> [What this exercise asks]
1. Please write out the Medicare payment data article word for word, starting at "CMS gave the" and ending at "according to HHS.".
2. Answer these questions from the Medicare payment data article:
(a) How many healthcare professionals does the newly released data set cover?
(b) What share of Medicare spending did 25 percent of physicians account for?
(c) Which organization issued a statement raising concerns about the release?

> [Exercise passage]
----
CMS Data: 25% of Physicians Account for Most Medicare Spending

CMS gave the public unprecedented access to Medicare physician payment data today.

The newly released data set includes information on more than 880,000 healthcare professionals across the country who received a total of $77 billion in Medicare Part B fee-for-service payments in 2012. With the data, it's possible to compare 6,000 different types of services, procedures and payments received by individual providers, according to HHS.

The New York Times has already analyzed the data and found a small fraction of physicians account for a significant amount of Medicare spending. According to the Times, about 2 percent of physicians received about $15 billion in Medicare payments. Furthermore, only 25 percent of physicians accounted for 75 percent of Medicare spending. In 2012, 100 physicians — mainly eye and cancer specialists —received a total of $610 million from Medicare, according to the analysis.

The American Medical Association has released a statement saying that while the organization is "committed to transparency and the availability of information for patients to make informed decisions about their medical care," it has some concerns about CMS' release of physician data.
----
> [Dataset excerpts]
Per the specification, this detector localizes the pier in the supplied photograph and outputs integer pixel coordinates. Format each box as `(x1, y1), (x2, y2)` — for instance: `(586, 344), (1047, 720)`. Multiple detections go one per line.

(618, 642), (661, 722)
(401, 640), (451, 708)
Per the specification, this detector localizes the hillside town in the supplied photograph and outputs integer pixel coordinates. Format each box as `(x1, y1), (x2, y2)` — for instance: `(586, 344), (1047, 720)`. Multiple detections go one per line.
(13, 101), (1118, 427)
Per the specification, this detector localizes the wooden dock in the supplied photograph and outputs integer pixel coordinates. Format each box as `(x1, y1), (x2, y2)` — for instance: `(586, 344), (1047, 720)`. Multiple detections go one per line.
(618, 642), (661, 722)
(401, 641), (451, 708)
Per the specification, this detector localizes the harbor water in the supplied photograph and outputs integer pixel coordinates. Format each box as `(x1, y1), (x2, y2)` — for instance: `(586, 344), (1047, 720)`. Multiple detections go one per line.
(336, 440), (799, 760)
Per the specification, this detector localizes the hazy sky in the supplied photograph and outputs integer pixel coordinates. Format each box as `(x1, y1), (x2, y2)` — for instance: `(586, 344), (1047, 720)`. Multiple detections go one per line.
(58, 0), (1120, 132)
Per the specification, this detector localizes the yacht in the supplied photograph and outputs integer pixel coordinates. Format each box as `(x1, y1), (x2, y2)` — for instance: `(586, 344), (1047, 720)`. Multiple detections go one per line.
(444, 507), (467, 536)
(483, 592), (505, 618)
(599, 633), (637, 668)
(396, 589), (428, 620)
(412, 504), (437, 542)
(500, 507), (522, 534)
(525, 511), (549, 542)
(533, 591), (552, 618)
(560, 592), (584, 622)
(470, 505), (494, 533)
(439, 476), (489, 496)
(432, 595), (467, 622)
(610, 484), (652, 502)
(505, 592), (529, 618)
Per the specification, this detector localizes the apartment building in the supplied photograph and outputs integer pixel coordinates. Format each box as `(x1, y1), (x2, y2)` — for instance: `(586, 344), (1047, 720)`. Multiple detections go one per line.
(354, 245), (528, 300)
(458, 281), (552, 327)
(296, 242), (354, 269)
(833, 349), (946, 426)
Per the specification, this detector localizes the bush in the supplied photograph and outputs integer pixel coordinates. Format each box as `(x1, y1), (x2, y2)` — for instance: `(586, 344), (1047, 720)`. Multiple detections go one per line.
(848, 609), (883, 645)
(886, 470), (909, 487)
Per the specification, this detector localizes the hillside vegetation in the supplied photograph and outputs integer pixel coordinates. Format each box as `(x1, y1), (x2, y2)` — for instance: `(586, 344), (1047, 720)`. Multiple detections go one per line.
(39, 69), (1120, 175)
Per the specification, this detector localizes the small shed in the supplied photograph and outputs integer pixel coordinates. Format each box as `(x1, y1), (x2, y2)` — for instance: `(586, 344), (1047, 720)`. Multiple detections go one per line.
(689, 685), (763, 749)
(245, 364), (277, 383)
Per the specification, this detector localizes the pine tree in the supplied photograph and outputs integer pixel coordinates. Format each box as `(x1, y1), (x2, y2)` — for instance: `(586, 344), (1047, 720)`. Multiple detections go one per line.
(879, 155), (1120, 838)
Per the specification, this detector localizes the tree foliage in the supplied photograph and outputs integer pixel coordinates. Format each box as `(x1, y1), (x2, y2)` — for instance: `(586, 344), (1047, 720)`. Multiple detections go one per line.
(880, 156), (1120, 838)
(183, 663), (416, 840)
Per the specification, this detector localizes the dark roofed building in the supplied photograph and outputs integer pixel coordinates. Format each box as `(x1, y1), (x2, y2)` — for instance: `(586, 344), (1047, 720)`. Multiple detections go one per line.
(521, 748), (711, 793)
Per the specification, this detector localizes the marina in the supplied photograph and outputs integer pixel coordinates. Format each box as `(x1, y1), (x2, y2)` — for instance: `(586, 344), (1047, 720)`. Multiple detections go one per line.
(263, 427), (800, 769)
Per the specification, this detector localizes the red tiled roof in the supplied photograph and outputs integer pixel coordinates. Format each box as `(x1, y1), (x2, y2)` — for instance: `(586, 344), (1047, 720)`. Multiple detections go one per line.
----
> [Response list]
1.
CMS gave the public unprecedented access to Medicare physician payment data today.

The newly released data set includes information on more than 880,000 healthcare professionals across the country who received a total of $77 billion in Medicare Part B fee-for-service payments in 2012. With the data, it's possible to compare 6,000 different types of services, procedures and payments received by individual providers, according to HHS.

2.
(a) More than 880,000
(b) 75 percent
(c) The American Medical Association